Provided text:
*** Block opens ***
If two things are for certain, it is death and God. We should embrace this discovery of the dead body; we are already full of bastardizations and darknesses. But what have we bastardized, what have we darkened? God’s image, I would say, without whose vision we would not be. The poet is rotten and gross; our rottenness, our decay, is always that thing we believe we can “improve” upon in the next poem, that there is that possibility lying out there where we, in vain, will create something that will live forever.

Clearly, Joyelle McSweeney’s concept of the Necropastoral influences this muddied, funerary view. McSweeney coined the Necropastoral to mean her view of “a political-aesthetic zone in which the fact of mankind’s depredations cannot be separated from an experience of ‘nature’ which is poisoned, mutated, aberrant, spectacular, full of ill effects and affects.” It’s not so important that we can articulate what kind of political environment we find ourselves in, or that we must, in our particular political environment, find a way through which we must talk about “life” or “death” under the purview of narratives foisted upon us, but that we are a part of one great, big contingency – those catastrophes and meltdowns and holocausts, destinies and fates and fortunes, where our particular standing or identity is completely irrelevant. The question of “what lies ahead” is a question for journalists and cultural critics and thinkers of all sorts, not poets. The poet looks out toward the growing pile of the dead, who we know we will join, surveys it, and recognizes it as the most powerful evidence that we were here at all.

Through this theory of rotting, we are necrophiliacs amongst the already-dead, lusting after and traipsing upon and doing away with other zombie bodies hoping toward an eternal life on earth, our living-as-the-dead-ness. Does this mean that what the poet should do is write about skulls, Halloween, wearing the color black, and death metal? Well, no; but it does require from those of us with this worldview that we try to write, think about, and put out poetry in our publications that do not attempt to be the poetry that the curatorial Powers that Be will dote.
*** Block closes ***
Activity 1: Transcribe the passage of the essay on poetry and death starting with "If two things" and going on through "will live forever.".
Activity 2: Pick up the essay on poetry and death after its last sentence and continue it.

Extracted data:
*** Block opens ***
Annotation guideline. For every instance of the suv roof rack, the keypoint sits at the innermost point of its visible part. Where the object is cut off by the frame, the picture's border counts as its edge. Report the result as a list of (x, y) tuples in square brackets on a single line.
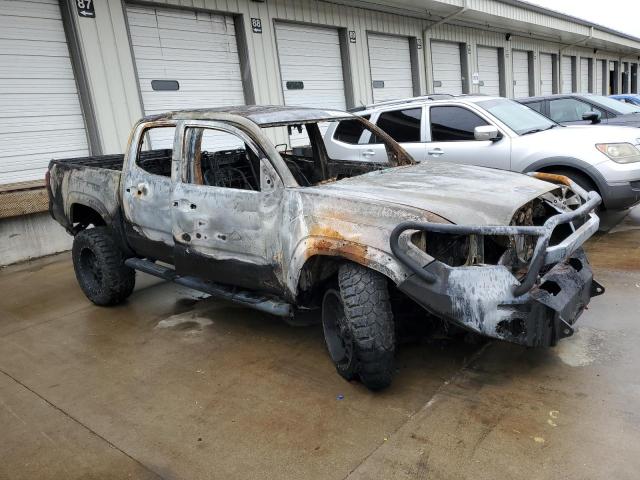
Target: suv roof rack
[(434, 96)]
*** Block closes ***
*** Block opens ***
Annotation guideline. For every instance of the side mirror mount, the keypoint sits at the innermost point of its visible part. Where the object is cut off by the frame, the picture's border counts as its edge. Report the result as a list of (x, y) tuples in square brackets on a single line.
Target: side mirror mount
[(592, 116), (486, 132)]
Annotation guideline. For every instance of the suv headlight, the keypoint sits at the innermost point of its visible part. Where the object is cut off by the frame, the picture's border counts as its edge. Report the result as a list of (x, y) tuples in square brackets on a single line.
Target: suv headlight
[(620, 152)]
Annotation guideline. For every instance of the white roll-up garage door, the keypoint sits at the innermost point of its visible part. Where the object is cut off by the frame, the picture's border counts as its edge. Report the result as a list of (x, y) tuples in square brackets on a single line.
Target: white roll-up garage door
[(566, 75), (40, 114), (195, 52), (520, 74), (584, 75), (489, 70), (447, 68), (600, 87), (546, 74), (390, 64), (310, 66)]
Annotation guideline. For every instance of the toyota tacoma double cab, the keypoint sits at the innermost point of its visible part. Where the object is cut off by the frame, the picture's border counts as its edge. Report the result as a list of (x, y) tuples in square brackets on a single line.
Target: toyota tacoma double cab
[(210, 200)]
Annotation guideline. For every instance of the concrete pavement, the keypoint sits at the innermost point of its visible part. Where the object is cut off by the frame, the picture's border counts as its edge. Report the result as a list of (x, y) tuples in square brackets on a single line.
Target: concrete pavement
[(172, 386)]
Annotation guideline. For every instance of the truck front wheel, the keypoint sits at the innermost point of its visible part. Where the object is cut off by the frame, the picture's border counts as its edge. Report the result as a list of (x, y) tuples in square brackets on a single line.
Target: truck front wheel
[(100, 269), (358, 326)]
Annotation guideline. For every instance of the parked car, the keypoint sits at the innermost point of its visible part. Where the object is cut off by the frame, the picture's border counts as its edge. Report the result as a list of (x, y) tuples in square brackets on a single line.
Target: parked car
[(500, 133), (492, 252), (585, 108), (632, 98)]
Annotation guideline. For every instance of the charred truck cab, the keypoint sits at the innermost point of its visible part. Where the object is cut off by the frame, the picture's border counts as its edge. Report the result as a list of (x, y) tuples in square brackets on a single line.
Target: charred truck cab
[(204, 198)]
*** Block closes ***
*** Block opens ***
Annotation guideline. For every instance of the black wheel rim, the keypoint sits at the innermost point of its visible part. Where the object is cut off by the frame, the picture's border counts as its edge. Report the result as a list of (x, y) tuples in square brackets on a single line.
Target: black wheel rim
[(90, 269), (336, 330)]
*** Block closes ***
Exercise answer 1:
If two things are for certain, it is death and God. We should embrace this discovery of the dead body; we are already full of bastardizations and darknesses. But what have we bastardized, what have we darkened? God’s image, I would say, without whose vision we would not be. The poet is rotten and gross; our rottenness, our decay, is always that thing we believe we can “improve” upon in the next poem, that there is that possibility lying out there where we, in vain, will create something that will live forever.

Exercise answer 2:
In any case, that means we will usually have to do things on our own. In my case, after the release of the first issue of Maximus, I started working on publishing a collection of poems called You, the Viewer at Home, Moon for Tom Will, the poetry editor here at APOCALYPSE CONFIDENTIAL. I like Tom’s poetry because it is diseased and infected in ways that are shocking: it’s beautiful plastic, it resists decay, yet his awareness of texture – the contrast between human and non-human – wriggles around uncomfortably, like a Francis Bacon painting. My favorite is his “Pearl Moon,” which appeared in the first issue of Maximus. It goes:

Spraying canned air on our underarms and groins.

Drying like paint as it blows across the moon.

When we made love; it sounded like someone was dragging a string of pearls down the road.

Will goes a step further than Jake LaMotta, who throws ice water down his pants to keep himself chaste, by punishing himself and his lover with canned air. Like a Bacon painting, we’re stuck in a disturbing, hostile, anti-human ecosystem. Where Bacon has his vacuum in a box, screaming popes, mutilated carcasses, Will has his vacuum on the moon, a place where pleasure is never simply pleasure. And any sign of beauty, like his pearls, rumbles along the cratered surface of the pavement moon, scuffed and degraded as he and his lover fuck and bump their skin encased in aerosol burns. Would a lover let him do this willingly? His poem catalogs an abuse and entombs it in the language of death and necrosis.

From now on, when a poet asks, “What’s next?” the answer is, and has always been, “That big field of corpses behind you.” Get off your ass and make something out of dirt. Everything is dead!